EXTRACT PROVIDED:
>> START

She has called for the end of their deportation until such time have a lawyer. And I think that`s the right thing to do.

HAYES: I was going through policy positions of these two candidates on immigration today in some real depth. And there`s not a ton of daylight as far as I can tell, things on DACA, on DAPA, which is of course the executive order that`s been stayed by the courts, that would apply to a broader category of person. Is this about their current policies for you or is this about record and who you feel you trust...

GUTIERREZ: Chris, look, it`s about who I believe can win the election in November and is best suited. Look, I want to get comprehensive immigration reform done. Here what I believe, I don`t think you can become president of the United States without going through the barrio. And I think as you remember the autopsy that Romney and Ryan went through said we made a pretty fundamental mistake in trying to get -- every political analyst, anybody who knows something about politics will probably say, look, unless you get 45, 46 percent of the Latino vote, you just can`t reach the presidency. I don`t think they are going to reach the presidency the way they`re going.

And so I want to make sure that I have a president of the United States that`s equipped to get the job done. And let me just say this, 2007 was a critical year, our lion, our champion in the Senate, Senator Kennedy, had a comprehensive immigration proposal. The fact is that my senator in Senator Durbin and Senator Leahy from Vermont, all voted for cloture. Senator Sanders said no to cloture and didn`t allow.

There`s a real special thing that does happen. You know, the Senate is a very exclusive club. Here`s one of the things exclusive club allows other people to do. I, along with Zoe Lofgren and the Chairman of the Judiciary committee, we were in the majority after many years of being in the minority as Democrats, we went down there and plead with the Senators, vote for cloture. We will make the bill better, because that`s the way you make immigration reform.

>> END

STORED RECORDS:
>> START

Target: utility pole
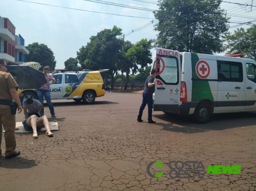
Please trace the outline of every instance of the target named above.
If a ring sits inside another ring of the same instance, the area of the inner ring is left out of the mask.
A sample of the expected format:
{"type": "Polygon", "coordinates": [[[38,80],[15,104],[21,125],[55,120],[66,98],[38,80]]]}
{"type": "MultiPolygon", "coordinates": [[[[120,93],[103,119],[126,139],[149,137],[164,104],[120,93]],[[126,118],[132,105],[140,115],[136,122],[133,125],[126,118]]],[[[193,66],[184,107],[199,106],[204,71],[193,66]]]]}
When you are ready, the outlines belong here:
{"type": "Polygon", "coordinates": [[[121,90],[123,90],[123,74],[124,71],[123,71],[123,64],[122,63],[122,76],[121,76],[121,90]]]}

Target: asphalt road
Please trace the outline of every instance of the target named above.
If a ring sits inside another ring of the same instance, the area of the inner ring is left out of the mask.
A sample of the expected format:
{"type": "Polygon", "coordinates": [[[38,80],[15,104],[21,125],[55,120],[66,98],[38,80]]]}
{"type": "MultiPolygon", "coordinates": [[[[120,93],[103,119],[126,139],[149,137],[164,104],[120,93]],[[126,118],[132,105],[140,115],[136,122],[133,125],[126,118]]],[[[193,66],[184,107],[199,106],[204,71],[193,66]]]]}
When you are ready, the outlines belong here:
{"type": "MultiPolygon", "coordinates": [[[[57,120],[59,131],[52,138],[39,132],[37,139],[32,133],[16,134],[21,154],[0,157],[0,190],[255,190],[256,114],[215,114],[198,124],[153,112],[157,123],[149,124],[147,107],[144,121],[136,121],[141,101],[141,94],[121,93],[106,94],[92,105],[53,101],[56,118],[46,105],[45,114],[57,120]],[[196,172],[194,178],[171,178],[172,161],[201,161],[204,178],[196,172]],[[162,172],[159,178],[147,173],[152,161],[163,164],[150,169],[152,174],[162,172]],[[207,174],[213,165],[240,165],[241,171],[207,174]]],[[[17,122],[23,119],[16,115],[17,122]]]]}

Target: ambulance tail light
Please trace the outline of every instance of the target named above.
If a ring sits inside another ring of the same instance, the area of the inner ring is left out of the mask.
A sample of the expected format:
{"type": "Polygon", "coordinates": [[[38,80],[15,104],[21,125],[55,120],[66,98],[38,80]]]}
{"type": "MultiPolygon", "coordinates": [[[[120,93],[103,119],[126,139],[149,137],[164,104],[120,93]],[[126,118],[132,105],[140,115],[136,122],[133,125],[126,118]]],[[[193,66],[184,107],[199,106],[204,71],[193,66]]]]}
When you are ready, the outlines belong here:
{"type": "Polygon", "coordinates": [[[156,81],[156,84],[157,84],[157,85],[163,85],[163,83],[160,81],[159,81],[159,80],[156,81]]]}
{"type": "Polygon", "coordinates": [[[181,82],[180,87],[180,101],[187,101],[186,87],[185,82],[181,82]]]}

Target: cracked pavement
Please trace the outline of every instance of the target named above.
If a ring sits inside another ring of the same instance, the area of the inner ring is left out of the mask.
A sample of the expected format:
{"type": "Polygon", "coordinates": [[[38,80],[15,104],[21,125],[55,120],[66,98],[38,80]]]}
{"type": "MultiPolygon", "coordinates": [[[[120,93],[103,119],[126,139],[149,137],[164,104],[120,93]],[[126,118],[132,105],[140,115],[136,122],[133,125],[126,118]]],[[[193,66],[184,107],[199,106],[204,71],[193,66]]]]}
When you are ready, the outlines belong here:
{"type": "MultiPolygon", "coordinates": [[[[255,191],[256,114],[213,115],[207,124],[153,112],[136,121],[140,94],[111,93],[92,105],[53,101],[59,131],[16,134],[19,156],[0,157],[1,191],[255,191]],[[171,179],[171,161],[202,161],[204,179],[171,179]],[[163,173],[151,178],[151,172],[163,173]],[[209,165],[240,165],[239,174],[207,174],[209,165]]],[[[47,105],[45,114],[50,116],[47,105]]],[[[16,115],[22,121],[23,114],[16,115]]],[[[4,153],[4,139],[2,144],[4,153]]]]}

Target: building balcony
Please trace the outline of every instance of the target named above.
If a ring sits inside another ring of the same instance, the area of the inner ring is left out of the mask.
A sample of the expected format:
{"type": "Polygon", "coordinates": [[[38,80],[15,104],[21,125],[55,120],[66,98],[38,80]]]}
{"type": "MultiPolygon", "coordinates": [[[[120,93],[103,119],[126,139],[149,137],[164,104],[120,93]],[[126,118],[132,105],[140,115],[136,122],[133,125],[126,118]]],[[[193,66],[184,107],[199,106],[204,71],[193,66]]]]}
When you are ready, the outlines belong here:
{"type": "Polygon", "coordinates": [[[6,41],[15,41],[15,36],[5,28],[0,27],[0,37],[6,41]]]}
{"type": "Polygon", "coordinates": [[[15,62],[15,58],[6,53],[0,53],[0,58],[2,58],[8,62],[15,62]]]}
{"type": "Polygon", "coordinates": [[[15,49],[24,54],[29,54],[29,51],[23,45],[16,45],[15,49]]]}

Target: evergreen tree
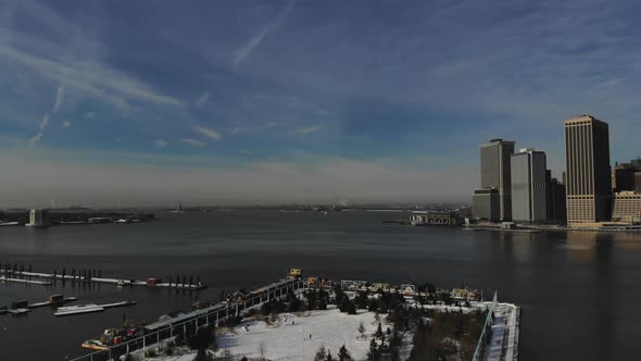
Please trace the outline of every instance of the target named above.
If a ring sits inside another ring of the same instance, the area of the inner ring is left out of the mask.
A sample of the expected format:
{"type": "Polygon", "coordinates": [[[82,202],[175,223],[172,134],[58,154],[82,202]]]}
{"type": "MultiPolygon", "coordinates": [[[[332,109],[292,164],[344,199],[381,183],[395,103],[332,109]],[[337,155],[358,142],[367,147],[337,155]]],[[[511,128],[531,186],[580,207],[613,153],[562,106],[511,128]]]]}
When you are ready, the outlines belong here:
{"type": "Polygon", "coordinates": [[[356,314],[356,307],[354,306],[354,302],[352,301],[348,301],[348,314],[356,314]]]}
{"type": "Polygon", "coordinates": [[[369,350],[367,351],[367,360],[368,361],[377,361],[378,358],[378,345],[376,345],[376,341],[374,340],[374,338],[372,339],[372,341],[369,341],[369,350]]]}
{"type": "Polygon", "coordinates": [[[376,333],[374,335],[378,338],[382,337],[382,327],[380,325],[380,322],[378,323],[378,328],[376,328],[376,333]]]}
{"type": "Polygon", "coordinates": [[[327,358],[325,358],[325,361],[334,361],[334,357],[331,357],[331,350],[327,350],[327,358]]]}
{"type": "Polygon", "coordinates": [[[327,357],[327,352],[325,352],[325,347],[320,346],[318,351],[316,351],[316,356],[314,357],[314,361],[325,361],[326,357],[327,357]]]}
{"type": "Polygon", "coordinates": [[[351,361],[352,360],[352,356],[350,354],[350,351],[348,351],[348,348],[343,345],[340,347],[340,349],[338,349],[338,361],[351,361]]]}

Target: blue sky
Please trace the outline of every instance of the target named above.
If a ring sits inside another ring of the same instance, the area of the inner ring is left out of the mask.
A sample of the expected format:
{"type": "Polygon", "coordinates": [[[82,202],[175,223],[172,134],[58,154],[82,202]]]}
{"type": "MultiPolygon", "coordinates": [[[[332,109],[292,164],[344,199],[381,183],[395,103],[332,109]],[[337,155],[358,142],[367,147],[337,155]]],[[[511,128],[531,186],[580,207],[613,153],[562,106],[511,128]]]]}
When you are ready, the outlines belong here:
{"type": "Polygon", "coordinates": [[[637,1],[0,4],[0,203],[467,200],[497,137],[641,155],[637,1]],[[8,170],[11,170],[8,172],[8,170]],[[29,179],[29,180],[25,180],[29,179]]]}

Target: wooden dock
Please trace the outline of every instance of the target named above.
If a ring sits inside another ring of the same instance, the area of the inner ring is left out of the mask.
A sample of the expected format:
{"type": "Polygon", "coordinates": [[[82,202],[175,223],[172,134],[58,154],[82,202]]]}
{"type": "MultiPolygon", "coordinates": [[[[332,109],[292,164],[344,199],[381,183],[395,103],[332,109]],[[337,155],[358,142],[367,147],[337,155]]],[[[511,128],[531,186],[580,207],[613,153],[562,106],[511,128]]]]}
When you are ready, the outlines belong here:
{"type": "MultiPolygon", "coordinates": [[[[150,287],[150,288],[176,288],[176,289],[203,289],[206,288],[206,285],[202,283],[198,284],[187,284],[187,283],[153,283],[149,284],[147,281],[139,281],[139,279],[125,279],[125,278],[104,278],[104,277],[81,277],[79,275],[70,275],[70,274],[53,274],[53,273],[40,273],[40,272],[22,272],[22,271],[11,271],[11,270],[0,270],[0,282],[14,282],[14,283],[24,283],[24,284],[33,284],[33,285],[42,285],[49,286],[52,282],[55,281],[70,281],[70,282],[79,282],[79,283],[97,283],[97,284],[110,284],[115,286],[137,286],[137,287],[150,287]],[[21,277],[21,278],[16,278],[21,277]],[[30,278],[38,278],[43,281],[36,281],[30,278]]],[[[155,279],[155,278],[153,278],[155,279]]]]}

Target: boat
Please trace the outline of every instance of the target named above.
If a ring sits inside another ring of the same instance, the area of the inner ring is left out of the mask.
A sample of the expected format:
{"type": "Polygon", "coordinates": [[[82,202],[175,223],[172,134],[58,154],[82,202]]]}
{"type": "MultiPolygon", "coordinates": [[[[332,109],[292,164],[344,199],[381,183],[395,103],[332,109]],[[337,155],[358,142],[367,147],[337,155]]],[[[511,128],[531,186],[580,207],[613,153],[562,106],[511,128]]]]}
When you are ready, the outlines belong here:
{"type": "Polygon", "coordinates": [[[83,306],[70,306],[70,307],[59,307],[53,315],[55,316],[63,316],[63,315],[73,315],[73,314],[81,314],[81,313],[91,313],[91,312],[102,312],[104,311],[103,307],[98,304],[83,304],[83,306]]]}
{"type": "Polygon", "coordinates": [[[178,208],[172,211],[172,213],[185,213],[183,210],[183,203],[178,202],[178,208]]]}
{"type": "Polygon", "coordinates": [[[106,350],[109,348],[108,345],[104,345],[103,343],[101,343],[99,339],[88,339],[86,341],[83,343],[83,348],[88,348],[90,350],[106,350]]]}
{"type": "Polygon", "coordinates": [[[29,309],[11,309],[11,310],[9,310],[9,313],[11,313],[13,315],[22,315],[22,314],[26,314],[27,312],[29,312],[29,309]]]}

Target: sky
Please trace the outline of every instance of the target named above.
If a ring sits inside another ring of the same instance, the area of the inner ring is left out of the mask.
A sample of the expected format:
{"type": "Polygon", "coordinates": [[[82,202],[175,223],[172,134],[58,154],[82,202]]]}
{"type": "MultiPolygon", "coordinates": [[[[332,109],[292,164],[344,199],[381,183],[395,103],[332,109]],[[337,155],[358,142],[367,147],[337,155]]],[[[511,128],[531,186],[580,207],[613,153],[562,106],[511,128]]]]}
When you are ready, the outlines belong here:
{"type": "Polygon", "coordinates": [[[491,138],[641,157],[638,1],[0,3],[0,208],[469,201],[491,138]]]}

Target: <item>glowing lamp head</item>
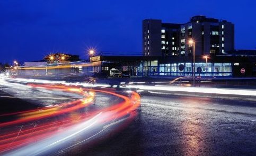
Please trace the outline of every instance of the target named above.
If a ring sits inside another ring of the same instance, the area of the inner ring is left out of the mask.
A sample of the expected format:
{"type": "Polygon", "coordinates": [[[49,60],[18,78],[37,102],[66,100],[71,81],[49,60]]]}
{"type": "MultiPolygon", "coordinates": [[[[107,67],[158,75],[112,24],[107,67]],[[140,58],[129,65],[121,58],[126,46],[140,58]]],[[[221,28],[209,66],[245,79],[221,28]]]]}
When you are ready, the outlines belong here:
{"type": "Polygon", "coordinates": [[[189,41],[189,43],[190,44],[192,44],[194,43],[194,41],[193,41],[193,40],[190,40],[189,41]]]}

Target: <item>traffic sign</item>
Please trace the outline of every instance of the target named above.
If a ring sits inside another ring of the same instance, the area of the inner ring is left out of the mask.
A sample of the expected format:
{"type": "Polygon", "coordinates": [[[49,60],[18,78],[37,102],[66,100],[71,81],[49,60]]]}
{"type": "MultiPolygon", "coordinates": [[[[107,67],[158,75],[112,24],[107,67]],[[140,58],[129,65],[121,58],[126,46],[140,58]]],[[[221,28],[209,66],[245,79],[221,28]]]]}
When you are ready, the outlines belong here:
{"type": "Polygon", "coordinates": [[[199,67],[198,67],[197,69],[197,71],[198,73],[201,73],[202,72],[202,68],[199,67]]]}
{"type": "Polygon", "coordinates": [[[240,72],[242,74],[244,74],[245,72],[245,70],[244,68],[241,69],[240,72]]]}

>> END

In the immigration interview transcript, which senator does Gutierrez say voted no on cloture for the 2007 immigration proposal? The listing comes from a separate source.

RESPONSE TO THE TASK: Senator Sanders.